- Work to do -
Identify each line in the records containing the string "tube", and copy those lines out.

[Dataset entries]
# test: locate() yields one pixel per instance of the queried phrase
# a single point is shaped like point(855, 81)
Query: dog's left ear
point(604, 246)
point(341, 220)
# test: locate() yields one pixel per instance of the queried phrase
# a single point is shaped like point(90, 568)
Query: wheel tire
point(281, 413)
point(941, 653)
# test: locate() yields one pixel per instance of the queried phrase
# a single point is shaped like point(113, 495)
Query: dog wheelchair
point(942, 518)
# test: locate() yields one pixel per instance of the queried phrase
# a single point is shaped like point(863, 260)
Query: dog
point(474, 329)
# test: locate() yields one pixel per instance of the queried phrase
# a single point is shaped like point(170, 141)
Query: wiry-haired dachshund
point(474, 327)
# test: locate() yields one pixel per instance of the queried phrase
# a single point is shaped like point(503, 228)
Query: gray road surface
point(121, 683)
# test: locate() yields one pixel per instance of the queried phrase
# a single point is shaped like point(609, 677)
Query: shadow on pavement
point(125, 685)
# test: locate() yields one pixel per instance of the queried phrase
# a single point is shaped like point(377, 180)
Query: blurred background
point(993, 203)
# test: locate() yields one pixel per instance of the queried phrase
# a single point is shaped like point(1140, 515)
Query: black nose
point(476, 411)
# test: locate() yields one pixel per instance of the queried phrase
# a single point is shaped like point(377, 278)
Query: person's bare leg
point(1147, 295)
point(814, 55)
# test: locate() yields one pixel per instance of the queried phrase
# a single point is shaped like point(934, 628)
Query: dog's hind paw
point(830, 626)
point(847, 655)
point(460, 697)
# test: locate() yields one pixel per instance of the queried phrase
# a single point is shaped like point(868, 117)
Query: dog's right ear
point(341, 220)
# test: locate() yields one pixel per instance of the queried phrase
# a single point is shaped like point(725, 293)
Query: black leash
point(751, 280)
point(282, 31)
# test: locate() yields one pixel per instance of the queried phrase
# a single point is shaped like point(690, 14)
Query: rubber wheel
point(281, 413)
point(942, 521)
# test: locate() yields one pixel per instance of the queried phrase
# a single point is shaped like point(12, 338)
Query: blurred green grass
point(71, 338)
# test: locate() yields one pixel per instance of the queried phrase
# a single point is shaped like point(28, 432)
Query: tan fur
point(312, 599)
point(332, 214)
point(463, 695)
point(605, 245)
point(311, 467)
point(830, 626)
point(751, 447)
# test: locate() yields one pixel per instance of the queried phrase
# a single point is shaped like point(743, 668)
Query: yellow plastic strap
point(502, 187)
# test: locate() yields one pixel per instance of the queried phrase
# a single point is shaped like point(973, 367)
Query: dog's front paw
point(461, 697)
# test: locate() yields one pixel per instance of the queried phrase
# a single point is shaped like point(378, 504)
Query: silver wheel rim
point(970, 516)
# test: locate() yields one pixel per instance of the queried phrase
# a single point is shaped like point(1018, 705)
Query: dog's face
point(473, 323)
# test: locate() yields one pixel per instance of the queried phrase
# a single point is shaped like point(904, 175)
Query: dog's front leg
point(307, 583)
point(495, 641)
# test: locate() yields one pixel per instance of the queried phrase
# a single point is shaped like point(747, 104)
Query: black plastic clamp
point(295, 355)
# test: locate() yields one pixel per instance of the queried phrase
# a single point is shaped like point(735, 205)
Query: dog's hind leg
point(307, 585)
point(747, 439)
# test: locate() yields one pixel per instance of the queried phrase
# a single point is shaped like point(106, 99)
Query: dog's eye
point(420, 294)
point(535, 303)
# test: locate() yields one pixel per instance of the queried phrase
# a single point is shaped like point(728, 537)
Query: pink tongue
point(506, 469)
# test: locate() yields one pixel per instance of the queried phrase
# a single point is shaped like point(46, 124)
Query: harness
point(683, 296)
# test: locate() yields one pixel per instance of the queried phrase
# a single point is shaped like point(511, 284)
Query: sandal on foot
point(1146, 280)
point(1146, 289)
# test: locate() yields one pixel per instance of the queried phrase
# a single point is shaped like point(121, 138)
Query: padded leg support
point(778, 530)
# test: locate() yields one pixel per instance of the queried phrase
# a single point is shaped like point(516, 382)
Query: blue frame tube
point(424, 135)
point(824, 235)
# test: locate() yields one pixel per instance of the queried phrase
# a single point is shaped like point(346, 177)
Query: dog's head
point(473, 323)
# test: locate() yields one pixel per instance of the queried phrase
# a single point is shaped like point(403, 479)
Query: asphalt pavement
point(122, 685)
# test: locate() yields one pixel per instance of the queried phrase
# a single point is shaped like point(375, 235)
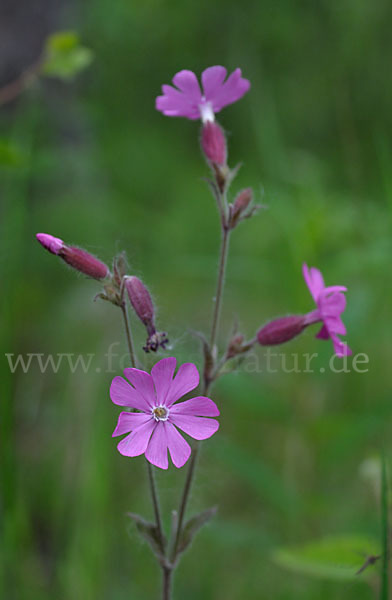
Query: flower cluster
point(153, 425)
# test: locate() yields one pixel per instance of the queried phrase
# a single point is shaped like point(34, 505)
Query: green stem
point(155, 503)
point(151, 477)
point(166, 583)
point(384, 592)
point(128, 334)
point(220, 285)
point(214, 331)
==
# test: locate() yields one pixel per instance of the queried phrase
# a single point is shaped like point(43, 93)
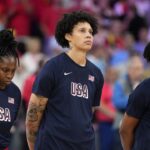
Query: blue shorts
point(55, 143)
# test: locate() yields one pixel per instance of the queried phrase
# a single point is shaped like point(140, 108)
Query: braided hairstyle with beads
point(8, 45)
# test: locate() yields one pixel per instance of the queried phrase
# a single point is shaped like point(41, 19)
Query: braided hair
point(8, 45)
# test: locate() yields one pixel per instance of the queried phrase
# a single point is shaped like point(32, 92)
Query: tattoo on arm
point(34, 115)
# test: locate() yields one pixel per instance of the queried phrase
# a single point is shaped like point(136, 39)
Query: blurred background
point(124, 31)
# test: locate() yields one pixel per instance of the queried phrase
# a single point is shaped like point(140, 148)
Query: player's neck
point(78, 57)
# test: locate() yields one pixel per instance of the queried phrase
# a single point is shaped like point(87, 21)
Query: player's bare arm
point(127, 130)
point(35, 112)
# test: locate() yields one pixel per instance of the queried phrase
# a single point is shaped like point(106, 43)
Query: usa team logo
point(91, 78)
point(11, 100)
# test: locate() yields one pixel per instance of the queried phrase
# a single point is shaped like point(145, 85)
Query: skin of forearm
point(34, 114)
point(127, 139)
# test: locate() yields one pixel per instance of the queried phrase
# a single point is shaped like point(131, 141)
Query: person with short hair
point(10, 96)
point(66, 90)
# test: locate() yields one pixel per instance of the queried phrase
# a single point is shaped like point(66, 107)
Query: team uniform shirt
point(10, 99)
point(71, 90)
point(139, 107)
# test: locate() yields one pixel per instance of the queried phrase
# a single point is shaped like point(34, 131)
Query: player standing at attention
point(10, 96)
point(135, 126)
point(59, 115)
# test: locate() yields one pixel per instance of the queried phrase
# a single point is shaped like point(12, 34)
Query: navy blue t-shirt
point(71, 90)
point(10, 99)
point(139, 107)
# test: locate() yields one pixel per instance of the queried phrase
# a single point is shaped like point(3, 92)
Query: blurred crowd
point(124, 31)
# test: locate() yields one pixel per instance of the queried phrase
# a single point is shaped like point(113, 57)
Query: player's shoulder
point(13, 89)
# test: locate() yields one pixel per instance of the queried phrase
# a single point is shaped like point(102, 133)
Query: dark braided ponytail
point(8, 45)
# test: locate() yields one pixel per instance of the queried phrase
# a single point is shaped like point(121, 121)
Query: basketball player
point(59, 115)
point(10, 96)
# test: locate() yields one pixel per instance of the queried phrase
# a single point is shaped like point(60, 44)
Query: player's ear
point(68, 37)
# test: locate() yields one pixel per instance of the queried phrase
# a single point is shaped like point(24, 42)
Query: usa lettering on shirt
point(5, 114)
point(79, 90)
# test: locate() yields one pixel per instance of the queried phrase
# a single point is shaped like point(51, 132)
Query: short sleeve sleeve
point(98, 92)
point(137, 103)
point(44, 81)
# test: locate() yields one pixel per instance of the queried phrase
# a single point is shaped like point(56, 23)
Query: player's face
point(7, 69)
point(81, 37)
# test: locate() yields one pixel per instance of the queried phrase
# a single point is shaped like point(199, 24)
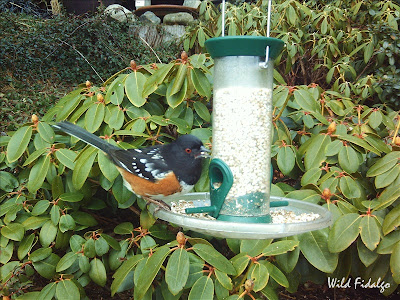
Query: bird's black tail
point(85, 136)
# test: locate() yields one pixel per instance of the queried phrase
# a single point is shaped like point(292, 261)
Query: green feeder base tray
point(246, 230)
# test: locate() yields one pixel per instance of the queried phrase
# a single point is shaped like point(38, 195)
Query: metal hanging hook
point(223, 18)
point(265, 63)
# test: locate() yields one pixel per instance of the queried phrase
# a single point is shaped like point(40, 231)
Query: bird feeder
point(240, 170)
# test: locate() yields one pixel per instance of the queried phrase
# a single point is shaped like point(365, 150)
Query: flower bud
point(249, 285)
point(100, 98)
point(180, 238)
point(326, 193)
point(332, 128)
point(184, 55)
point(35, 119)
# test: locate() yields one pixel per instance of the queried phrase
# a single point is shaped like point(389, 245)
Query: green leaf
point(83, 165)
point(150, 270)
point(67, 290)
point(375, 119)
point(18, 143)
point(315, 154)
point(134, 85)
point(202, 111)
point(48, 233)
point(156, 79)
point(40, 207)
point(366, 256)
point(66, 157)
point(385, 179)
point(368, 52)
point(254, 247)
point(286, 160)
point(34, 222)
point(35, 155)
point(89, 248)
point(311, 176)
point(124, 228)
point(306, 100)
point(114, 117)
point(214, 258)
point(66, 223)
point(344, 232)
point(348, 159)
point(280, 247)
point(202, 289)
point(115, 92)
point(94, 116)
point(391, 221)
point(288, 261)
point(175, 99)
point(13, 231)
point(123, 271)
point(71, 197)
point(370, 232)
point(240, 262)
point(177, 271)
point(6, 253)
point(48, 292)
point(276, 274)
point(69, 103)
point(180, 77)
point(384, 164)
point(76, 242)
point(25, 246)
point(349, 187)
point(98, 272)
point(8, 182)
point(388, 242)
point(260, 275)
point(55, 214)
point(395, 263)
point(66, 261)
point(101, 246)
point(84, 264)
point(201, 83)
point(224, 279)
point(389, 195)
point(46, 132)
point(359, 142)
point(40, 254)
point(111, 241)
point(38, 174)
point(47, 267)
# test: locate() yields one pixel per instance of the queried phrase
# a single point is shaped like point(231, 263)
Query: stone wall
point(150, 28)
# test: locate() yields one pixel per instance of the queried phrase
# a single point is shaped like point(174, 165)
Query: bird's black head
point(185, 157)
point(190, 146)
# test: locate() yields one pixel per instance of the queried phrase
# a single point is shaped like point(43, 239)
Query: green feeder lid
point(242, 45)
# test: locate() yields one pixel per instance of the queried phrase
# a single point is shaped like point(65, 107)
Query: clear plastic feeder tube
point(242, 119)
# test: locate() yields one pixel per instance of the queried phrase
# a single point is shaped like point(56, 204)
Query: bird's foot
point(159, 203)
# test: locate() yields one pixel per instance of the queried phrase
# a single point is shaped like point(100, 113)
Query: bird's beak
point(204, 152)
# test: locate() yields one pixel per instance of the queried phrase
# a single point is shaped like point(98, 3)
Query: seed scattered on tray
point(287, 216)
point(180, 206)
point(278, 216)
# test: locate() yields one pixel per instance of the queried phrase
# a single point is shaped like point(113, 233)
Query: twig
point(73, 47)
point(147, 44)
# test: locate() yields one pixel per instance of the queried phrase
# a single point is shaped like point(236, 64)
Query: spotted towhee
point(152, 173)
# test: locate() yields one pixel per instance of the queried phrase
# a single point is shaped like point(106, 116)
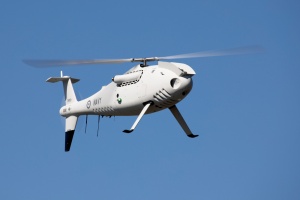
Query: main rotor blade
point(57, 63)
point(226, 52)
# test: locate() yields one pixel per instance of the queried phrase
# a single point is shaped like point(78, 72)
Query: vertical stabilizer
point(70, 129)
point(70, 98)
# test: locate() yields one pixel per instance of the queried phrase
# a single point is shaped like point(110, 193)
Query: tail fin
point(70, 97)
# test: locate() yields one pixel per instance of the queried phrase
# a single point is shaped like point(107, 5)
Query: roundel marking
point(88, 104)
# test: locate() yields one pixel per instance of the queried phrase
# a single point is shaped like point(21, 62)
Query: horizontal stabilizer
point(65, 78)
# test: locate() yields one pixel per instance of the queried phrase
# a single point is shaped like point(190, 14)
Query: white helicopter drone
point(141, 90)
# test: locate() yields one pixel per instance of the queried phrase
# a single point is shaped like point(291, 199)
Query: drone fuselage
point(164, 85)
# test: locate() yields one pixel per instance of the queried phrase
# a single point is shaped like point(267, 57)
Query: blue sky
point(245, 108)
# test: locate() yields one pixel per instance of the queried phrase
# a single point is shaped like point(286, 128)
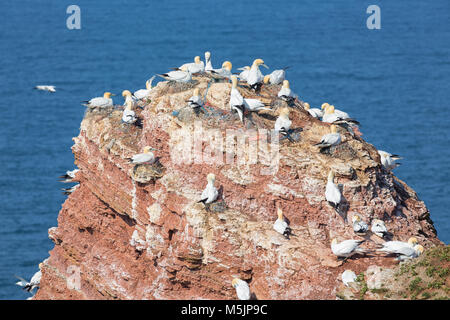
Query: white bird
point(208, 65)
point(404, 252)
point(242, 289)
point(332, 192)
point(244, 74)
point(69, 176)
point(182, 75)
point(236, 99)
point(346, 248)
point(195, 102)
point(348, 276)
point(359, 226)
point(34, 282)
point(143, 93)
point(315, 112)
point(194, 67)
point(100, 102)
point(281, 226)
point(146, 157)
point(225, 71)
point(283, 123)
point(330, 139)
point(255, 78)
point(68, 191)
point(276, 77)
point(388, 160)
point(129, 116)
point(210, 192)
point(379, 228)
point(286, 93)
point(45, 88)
--
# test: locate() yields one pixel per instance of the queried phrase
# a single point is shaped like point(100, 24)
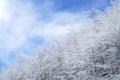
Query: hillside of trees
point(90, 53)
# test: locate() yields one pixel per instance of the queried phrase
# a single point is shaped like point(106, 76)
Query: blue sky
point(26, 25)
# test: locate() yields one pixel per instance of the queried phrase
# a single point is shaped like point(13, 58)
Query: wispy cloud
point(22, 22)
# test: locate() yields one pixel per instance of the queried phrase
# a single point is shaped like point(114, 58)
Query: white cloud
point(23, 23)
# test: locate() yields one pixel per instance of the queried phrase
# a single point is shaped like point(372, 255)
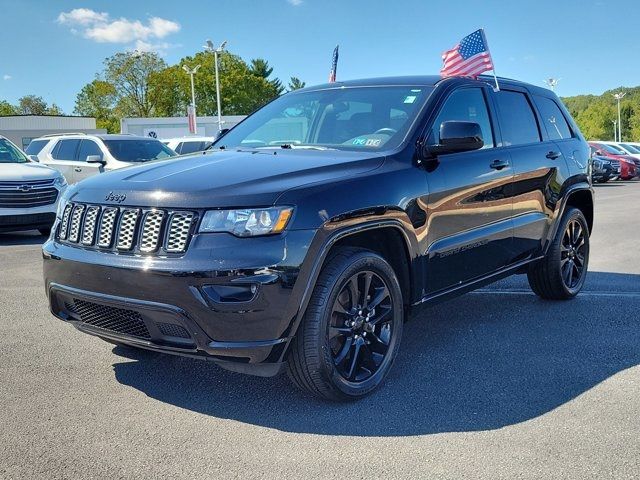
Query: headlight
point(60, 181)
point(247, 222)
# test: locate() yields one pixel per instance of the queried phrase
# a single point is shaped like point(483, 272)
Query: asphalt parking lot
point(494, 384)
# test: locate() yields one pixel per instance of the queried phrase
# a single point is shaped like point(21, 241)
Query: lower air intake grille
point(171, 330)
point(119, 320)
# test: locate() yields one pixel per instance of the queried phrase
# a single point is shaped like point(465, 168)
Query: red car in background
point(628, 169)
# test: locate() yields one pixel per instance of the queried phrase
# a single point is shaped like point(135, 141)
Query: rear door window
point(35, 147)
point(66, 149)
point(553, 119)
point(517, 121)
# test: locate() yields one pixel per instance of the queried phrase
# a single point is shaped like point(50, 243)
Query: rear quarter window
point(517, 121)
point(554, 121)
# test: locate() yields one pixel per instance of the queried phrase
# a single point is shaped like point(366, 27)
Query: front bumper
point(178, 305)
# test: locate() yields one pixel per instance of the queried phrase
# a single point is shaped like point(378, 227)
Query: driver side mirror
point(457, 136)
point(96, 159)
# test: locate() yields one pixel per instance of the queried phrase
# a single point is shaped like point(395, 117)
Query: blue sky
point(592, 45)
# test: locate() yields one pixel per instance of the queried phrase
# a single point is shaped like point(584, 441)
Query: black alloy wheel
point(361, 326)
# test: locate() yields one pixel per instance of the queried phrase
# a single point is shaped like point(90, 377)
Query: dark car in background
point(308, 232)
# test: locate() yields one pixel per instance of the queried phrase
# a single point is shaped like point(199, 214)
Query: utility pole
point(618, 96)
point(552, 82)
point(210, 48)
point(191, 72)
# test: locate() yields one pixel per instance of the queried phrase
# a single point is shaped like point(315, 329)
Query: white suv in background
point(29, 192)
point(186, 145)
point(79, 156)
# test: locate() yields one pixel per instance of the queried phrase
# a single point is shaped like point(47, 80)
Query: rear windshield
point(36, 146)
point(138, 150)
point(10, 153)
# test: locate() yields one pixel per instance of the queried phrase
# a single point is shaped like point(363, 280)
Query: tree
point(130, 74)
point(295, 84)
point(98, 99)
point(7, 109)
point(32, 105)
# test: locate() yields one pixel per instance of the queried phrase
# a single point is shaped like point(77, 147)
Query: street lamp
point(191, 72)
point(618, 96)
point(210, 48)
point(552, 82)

- Written response -
Query: blue frame tube
Query: clear plastic feeder tube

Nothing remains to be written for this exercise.